In February 2014, a U.S.-backed coup overthrew the elected government of Ukraine and installed a far-right regime representing Western imperialist interests, local oligarchs and neo-Nazis. The new government launched a war against the rebellious Donbass mining region, which has cost at least 13,000 lives so far.
Struggle-La Lucha spoke with Alexey Albu, a former deputy of the Odessa Regional Council and a leader of the revolutionary Marxist organization Borotba (Struggle), which is outlawed in today’s Ukraine. Albu survived the fascist massacre at the Odessa House of Trade Unions on May 2, 2014, and was forced to leave Ukraine. From outside the areas controlled by the current government in Kiev, he has been working for the country’s liberation since then.
Struggle-La Lucha: There’s been enormous repression inside Ukraine against opponents of the regime. Even journalists and activists who sided with Euromaidan in 2014 have been targeted in some cases. How many political prisoners does Kiev currently hold and what is their situation? What is the status of the underground resistance inside Ukraine today?
Alexey Albu: Unfortunately, we do not have objective figures on how many oppositionists are in prison today. But in 2015 their number was about 1,500, of whom about 700 were members of the Donbass militia. That is, in fact, about 700 were prisoners of war, and 800 were political prisoners.
But today the numbers are much less. Some make a deal with the prosecutors and get out. Some are released because the government cannot prove their guilt, because there is not even circumstantial evidence. Some are exchanged [for captured Ukrainian troops in the Donbass republics]. So today, unfortunately, we do not have an objective picture.

+-------+

EXERCISE TASKS |
[1] In the Ukraine interview above, restate the paragraph beginning "But today the numbers are much less" as a short bulleted list that keeps its main facts.
[2] According to the Ukraine interview, what elected office did Alexey Albu once hold?
[3] Write the next part of the Ukraine interview, picking up after its final sentence.

EXTRACTED MATERIAL |
+-------+

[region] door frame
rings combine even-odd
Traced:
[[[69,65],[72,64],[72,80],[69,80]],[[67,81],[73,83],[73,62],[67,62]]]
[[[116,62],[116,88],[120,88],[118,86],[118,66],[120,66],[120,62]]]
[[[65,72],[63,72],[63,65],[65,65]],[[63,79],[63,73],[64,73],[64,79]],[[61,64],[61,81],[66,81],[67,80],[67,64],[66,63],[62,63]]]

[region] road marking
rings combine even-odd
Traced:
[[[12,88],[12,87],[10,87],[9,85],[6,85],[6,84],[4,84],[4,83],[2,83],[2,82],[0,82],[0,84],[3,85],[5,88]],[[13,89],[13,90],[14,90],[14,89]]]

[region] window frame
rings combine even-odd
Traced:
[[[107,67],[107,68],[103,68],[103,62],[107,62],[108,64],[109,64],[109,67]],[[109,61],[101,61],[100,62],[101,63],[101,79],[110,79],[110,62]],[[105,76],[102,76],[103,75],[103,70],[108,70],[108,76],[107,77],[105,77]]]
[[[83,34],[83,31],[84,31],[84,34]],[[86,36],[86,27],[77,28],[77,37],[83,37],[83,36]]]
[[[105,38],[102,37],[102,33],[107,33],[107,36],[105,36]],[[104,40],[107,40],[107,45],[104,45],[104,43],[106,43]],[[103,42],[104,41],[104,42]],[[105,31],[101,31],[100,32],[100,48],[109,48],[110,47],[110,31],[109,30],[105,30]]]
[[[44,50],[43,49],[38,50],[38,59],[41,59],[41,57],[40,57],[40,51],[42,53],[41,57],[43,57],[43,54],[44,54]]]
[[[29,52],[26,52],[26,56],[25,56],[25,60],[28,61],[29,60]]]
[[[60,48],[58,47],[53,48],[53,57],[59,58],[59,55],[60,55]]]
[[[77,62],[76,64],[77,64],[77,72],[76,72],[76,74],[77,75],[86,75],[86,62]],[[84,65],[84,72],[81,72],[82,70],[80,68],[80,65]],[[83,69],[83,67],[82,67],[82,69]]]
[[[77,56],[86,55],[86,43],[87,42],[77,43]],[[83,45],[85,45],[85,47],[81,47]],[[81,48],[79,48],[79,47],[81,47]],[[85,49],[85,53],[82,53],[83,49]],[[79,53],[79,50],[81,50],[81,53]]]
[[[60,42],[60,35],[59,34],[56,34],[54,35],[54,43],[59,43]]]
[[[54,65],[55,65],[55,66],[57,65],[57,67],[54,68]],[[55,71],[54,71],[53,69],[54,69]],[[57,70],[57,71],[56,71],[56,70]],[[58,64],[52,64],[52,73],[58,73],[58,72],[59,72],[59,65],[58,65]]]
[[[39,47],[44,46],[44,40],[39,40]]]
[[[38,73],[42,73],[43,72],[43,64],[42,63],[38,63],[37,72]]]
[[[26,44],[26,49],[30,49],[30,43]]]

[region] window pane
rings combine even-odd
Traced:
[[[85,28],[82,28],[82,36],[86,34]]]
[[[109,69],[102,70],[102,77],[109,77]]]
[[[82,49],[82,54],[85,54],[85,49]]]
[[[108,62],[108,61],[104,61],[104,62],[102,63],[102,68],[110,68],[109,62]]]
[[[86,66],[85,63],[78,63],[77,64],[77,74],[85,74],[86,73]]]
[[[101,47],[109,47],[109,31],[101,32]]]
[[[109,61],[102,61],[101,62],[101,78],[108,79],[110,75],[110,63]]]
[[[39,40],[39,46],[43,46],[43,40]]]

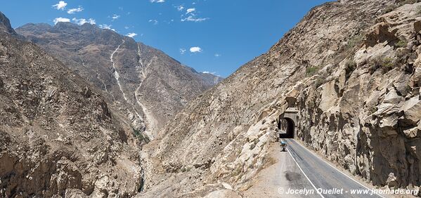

+-------+

SOLVED TASKS |
[1]
- The number of imprisoned oppositionists is now much lower.
- Some prisoners make a deal with prosecutors and are freed.
- Some are released because the government cannot prove their guilt and has not even circumstantial evidence.
- Some are exchanged for captured Ukrainian troops in the Donbass republics.
- As a result, there is no objective picture of the current numbers.

[2] He was a deputy of the Odessa Regional Council.

[3]
We try to help communist political prisoners, as well as other anti-fascists, whom we know. We collect money, transfer it to human rights organizations and groups that buy nonprohibited necessities and send them to the prisoners.
The armed resistance that our comrades from the Ukrainian Red Army (URA) began and that was picked up by other autonomous groups was a fiasco. All the attacks against the Nazis, the offices of ultraright volunteers and their sponsors did not inflict serious harm.
Our comrades from the URA have concluded that such attacks must be supported by political work. For example, if we manage to create an alternative authority, we must be able to protect it. But no matter how much we attack the buildings of the junta, nothing will change until we can offer society an alternative. For this reason, our comrades from the URA militant groups decided to suspend such activities.
It is also worth noting that it is very costly, and the results were negative: not only was there insufficient strength to overthrow the regime, but comrades were imprisoned. It’s good that we managed to pull out our heroes, like Vlad Wojciechowski and others whose names I cannot mention right now. But some of our comrades are still in prison.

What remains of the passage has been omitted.